(Excerpts from segmentation records)
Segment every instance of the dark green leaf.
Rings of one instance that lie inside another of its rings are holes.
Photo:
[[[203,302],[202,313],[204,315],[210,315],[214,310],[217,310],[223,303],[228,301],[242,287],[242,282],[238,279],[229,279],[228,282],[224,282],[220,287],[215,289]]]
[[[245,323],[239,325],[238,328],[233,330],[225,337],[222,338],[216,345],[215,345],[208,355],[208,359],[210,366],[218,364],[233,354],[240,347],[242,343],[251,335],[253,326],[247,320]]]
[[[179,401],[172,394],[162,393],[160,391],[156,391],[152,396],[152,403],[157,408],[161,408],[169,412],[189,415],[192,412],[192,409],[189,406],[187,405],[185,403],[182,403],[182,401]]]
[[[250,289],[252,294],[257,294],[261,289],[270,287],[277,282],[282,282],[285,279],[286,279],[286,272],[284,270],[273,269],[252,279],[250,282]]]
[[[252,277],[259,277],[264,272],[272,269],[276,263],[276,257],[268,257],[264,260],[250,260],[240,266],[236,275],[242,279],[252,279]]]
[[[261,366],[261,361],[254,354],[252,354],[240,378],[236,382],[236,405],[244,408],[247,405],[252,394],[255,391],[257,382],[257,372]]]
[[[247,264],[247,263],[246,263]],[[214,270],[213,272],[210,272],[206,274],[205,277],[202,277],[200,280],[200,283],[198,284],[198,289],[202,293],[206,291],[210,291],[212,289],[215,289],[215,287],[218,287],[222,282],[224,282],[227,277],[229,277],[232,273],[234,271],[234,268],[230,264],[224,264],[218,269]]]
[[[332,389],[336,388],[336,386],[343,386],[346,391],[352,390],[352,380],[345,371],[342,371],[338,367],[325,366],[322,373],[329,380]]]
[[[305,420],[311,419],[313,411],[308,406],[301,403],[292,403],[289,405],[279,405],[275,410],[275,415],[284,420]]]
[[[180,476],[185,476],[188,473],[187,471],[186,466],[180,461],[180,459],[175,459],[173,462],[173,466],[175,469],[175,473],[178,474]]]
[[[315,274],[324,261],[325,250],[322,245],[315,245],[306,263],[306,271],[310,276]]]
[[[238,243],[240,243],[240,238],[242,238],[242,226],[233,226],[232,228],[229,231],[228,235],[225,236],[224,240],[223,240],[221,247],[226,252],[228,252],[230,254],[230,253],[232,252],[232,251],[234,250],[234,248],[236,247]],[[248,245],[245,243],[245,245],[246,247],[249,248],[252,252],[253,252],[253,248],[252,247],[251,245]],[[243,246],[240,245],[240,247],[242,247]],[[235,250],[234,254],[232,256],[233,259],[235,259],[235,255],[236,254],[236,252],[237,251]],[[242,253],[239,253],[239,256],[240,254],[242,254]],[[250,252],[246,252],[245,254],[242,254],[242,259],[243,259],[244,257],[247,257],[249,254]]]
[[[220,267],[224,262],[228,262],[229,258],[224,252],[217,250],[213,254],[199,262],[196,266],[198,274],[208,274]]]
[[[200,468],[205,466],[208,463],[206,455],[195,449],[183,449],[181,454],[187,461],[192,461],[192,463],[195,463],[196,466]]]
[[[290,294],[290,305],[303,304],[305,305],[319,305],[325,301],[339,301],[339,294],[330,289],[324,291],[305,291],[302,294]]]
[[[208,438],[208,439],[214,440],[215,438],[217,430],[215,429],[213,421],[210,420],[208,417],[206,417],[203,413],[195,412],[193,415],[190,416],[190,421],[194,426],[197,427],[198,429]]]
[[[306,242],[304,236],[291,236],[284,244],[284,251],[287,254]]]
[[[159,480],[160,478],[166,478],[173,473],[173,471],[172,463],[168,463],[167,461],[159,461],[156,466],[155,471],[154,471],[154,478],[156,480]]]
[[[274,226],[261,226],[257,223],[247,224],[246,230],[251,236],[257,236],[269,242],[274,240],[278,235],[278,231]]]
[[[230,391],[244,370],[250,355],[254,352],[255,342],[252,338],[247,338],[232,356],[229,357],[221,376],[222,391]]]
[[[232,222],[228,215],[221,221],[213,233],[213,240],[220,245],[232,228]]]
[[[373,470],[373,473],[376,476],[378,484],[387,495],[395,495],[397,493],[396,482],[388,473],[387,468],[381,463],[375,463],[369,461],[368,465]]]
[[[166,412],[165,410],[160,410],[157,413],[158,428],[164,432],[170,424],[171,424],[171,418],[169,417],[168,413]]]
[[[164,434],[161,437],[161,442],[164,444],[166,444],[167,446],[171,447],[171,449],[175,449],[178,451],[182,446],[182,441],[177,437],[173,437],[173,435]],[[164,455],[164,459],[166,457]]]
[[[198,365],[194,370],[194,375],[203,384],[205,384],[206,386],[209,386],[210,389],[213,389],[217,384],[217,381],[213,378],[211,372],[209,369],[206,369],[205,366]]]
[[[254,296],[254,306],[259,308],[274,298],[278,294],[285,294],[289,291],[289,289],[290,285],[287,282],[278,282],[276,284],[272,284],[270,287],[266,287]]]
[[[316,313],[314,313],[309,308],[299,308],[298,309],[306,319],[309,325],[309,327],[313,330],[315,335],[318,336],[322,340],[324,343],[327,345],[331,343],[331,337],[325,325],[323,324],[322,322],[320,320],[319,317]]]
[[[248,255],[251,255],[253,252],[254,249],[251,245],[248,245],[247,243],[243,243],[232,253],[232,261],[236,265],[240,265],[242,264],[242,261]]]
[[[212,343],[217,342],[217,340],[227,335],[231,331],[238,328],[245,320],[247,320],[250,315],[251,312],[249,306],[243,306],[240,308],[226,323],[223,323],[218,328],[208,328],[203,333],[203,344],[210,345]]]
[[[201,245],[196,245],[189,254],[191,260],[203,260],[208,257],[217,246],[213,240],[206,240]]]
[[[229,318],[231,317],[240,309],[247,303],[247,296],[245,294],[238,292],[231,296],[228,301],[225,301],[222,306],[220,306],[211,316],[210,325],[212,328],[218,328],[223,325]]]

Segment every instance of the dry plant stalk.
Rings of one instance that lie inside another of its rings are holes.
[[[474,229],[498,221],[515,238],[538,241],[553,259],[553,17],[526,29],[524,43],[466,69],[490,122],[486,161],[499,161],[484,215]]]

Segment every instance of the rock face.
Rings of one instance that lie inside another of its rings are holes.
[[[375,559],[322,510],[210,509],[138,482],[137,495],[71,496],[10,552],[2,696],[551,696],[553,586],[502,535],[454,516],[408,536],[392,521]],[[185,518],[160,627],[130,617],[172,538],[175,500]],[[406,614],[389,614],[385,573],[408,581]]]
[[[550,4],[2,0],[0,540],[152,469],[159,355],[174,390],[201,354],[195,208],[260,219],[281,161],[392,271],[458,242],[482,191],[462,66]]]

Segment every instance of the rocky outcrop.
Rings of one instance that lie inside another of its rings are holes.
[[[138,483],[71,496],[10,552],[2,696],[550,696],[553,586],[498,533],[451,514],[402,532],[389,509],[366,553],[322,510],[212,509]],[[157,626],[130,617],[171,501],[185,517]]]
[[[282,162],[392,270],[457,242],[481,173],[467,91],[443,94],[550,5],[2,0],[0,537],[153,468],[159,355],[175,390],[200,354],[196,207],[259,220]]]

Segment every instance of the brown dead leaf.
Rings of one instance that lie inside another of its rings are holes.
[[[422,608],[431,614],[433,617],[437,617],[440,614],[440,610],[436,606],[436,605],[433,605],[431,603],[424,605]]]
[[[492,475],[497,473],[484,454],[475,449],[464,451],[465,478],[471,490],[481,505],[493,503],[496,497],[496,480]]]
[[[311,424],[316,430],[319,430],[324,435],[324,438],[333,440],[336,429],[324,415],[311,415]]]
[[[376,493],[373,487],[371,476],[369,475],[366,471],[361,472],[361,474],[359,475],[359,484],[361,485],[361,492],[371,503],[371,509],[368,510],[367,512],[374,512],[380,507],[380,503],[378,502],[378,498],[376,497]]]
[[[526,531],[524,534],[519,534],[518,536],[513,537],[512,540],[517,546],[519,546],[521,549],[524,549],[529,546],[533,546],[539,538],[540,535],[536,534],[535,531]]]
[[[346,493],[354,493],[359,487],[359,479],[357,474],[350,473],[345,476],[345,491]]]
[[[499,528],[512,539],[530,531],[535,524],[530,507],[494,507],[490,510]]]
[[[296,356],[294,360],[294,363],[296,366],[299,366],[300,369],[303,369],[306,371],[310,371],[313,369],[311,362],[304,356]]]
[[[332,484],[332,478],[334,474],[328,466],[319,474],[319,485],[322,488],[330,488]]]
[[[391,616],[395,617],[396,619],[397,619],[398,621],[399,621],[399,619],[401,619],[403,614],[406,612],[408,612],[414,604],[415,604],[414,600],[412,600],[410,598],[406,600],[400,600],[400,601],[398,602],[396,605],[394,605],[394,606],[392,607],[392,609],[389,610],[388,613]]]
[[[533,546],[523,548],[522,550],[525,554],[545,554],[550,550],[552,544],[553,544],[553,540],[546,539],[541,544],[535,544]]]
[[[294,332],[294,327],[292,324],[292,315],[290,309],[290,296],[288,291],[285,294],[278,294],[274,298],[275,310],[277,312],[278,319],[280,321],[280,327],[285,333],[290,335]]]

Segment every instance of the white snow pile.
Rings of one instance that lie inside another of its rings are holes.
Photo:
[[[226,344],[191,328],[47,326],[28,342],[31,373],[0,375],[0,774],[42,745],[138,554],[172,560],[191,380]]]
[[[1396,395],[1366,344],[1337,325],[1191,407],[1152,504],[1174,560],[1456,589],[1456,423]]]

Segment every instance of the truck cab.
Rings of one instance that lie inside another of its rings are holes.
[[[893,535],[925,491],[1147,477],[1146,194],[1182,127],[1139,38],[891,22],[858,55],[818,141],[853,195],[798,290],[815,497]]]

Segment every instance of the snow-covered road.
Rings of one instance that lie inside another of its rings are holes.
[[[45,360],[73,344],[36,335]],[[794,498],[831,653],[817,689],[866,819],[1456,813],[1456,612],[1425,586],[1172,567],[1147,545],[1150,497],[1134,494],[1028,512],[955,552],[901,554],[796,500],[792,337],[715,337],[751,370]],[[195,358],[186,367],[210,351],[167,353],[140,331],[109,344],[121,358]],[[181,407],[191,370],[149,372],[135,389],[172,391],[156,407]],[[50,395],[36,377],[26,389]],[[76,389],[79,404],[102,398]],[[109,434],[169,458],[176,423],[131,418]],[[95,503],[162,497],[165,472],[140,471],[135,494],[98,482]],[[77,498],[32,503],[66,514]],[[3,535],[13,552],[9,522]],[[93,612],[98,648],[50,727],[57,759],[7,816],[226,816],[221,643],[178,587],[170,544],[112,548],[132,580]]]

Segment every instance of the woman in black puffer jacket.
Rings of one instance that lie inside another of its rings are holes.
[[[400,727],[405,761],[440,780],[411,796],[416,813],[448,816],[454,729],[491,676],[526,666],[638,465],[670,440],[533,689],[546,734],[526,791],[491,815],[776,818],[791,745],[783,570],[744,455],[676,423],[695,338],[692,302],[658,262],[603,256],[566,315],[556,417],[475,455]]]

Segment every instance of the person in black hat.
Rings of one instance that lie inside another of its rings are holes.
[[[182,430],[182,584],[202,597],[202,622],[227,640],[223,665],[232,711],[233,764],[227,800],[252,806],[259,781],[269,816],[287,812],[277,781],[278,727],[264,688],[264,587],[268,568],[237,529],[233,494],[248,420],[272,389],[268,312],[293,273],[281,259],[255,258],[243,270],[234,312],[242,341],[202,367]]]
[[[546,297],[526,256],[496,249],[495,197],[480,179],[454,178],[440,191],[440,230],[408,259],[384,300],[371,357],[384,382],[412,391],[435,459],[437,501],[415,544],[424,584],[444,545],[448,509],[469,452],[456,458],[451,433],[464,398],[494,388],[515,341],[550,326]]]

Stated task: Please copy, word for word, the rows from the line containing "Segment every instance of the snow-covered" through the end of the rows.

Reply:
Segment every instance of the snow-covered road.
Rings of one instance that lie inside another of its rings are holes.
[[[45,360],[73,344],[36,335]],[[794,498],[831,653],[817,689],[866,819],[1456,813],[1456,612],[1425,586],[1172,567],[1147,545],[1150,497],[1134,494],[1028,512],[955,552],[901,554],[796,500],[792,337],[715,337],[751,370]],[[195,358],[186,367],[210,351],[167,353],[140,331],[109,344],[121,358]],[[181,407],[191,370],[149,372],[135,389],[172,391],[156,407]],[[50,395],[36,377],[26,389]],[[76,389],[79,404],[102,398]],[[109,434],[169,458],[176,423],[131,418]],[[95,503],[162,497],[165,472],[140,471],[135,494],[98,482]],[[77,498],[32,503],[66,514]],[[3,535],[13,552],[9,522]],[[93,612],[98,648],[50,727],[57,759],[7,816],[226,816],[221,643],[178,587],[170,544],[112,548],[132,580]]]

Segment every instance of the woman in black puffer jacket.
Rings of one instance that lie inside another of its rings are holes.
[[[400,727],[405,761],[440,780],[411,796],[416,813],[448,816],[454,729],[491,676],[526,666],[638,465],[670,440],[533,689],[546,734],[526,791],[491,815],[776,818],[791,745],[783,570],[744,455],[676,423],[695,338],[692,302],[658,262],[603,256],[566,315],[556,417],[475,455]]]

Segment every instance of the person in black hat.
Rings of one instance that lie inside another of its rings are holes.
[[[182,430],[182,584],[202,597],[202,622],[227,640],[223,665],[232,711],[233,764],[227,800],[252,806],[259,781],[269,816],[287,812],[277,781],[278,727],[264,688],[264,587],[268,568],[237,529],[233,494],[248,420],[272,389],[268,312],[293,273],[281,259],[255,258],[243,270],[234,312],[242,341],[202,367]]]
[[[546,297],[526,256],[496,249],[495,197],[480,179],[454,178],[440,191],[440,230],[408,259],[384,300],[371,357],[384,382],[412,391],[435,459],[437,501],[415,544],[424,584],[444,545],[448,509],[469,452],[456,458],[451,433],[464,398],[494,388],[515,341],[550,326]]]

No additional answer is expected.